Task: Write out the entries once more, exactly as they appear.

(Beginning of Records shown)

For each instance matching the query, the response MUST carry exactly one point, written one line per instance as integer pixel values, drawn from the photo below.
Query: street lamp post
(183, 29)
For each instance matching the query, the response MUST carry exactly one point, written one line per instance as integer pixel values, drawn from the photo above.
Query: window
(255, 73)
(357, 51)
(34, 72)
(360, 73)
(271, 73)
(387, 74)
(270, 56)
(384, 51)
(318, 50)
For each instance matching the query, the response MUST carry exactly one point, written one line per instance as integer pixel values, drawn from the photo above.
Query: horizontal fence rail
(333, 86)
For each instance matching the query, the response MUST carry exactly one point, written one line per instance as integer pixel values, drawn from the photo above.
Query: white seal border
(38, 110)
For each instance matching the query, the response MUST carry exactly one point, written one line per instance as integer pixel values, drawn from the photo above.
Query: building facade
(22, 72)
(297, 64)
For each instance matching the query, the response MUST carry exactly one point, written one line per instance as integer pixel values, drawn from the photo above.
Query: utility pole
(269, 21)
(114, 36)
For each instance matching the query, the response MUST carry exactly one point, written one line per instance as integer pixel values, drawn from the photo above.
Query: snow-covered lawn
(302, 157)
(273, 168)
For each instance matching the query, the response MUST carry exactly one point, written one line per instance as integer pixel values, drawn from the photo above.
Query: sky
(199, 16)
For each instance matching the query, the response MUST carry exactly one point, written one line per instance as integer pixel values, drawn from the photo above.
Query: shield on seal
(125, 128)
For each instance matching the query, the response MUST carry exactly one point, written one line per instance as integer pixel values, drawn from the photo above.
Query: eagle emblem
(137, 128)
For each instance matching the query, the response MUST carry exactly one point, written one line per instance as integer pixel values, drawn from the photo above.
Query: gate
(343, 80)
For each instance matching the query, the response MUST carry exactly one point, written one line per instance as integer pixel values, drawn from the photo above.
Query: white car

(End of Records shown)

Task response:
For each instance matching the query, the response MUST carry exactly one point, written one line per instance as integer pixel values, drawn from the photo below.
Query: street lamp post
(183, 29)
For each instance matching the query, the response MUST carry exactly one point, written one line per instance as integer pixel values, drawn from the photo above.
Query: window
(255, 73)
(357, 51)
(34, 72)
(360, 73)
(271, 73)
(387, 74)
(270, 56)
(384, 51)
(318, 50)
For each instance matching the query, the response MUST carry exactly one point, written one line per instance as integer pixel values, drawn from the photo above.
Query: horizontal fence rail
(333, 86)
For each instance matching the query, the response MUST carry exactly one point, written one line per instance as integer pixel values, drawn from the photo above.
Query: white seal border
(38, 110)
For each instance matching the query, the response MUST carry exactly one point, written one line per instance as integer pixel values, drawn from the photo above.
Query: building facade
(22, 72)
(297, 64)
For each instance matching the query, the response MUST carry exactly one point, written one line per instance as integer pixel values, drawn from the photo above.
Query: utility pole
(269, 21)
(114, 36)
For each instance matching the query, the response MUST carry exactly one point, written one line per instance as integer pixel values, drawn from the photo above.
Query: snow-covered lawn
(302, 157)
(273, 168)
For each instance matching the query, the response MUST carry exactly one point, written one line per instance as integer pixel values, drawn from the photo above.
Query: sky
(199, 16)
For each instance matching the query, the response MUST carry exactly one point, written one line per instance as integer pixel values, drawn from the photo above.
Query: shield on seal
(125, 128)
For each instance matching the query, the response MUST carry exactly one point, written one line per instance as integer pixel values, drawn from the photo above.
Query: eagle emblem
(137, 128)
For each instance matching the query, the response MUST carry exactly one point, written one line per instance as integer pixel values, drawn from the photo above.
Query: gate
(343, 80)
For each instance matching the query, the response MUST carry exactly one point, written one line per instance as integer pixel values, drawn from the photo above.
Query: white car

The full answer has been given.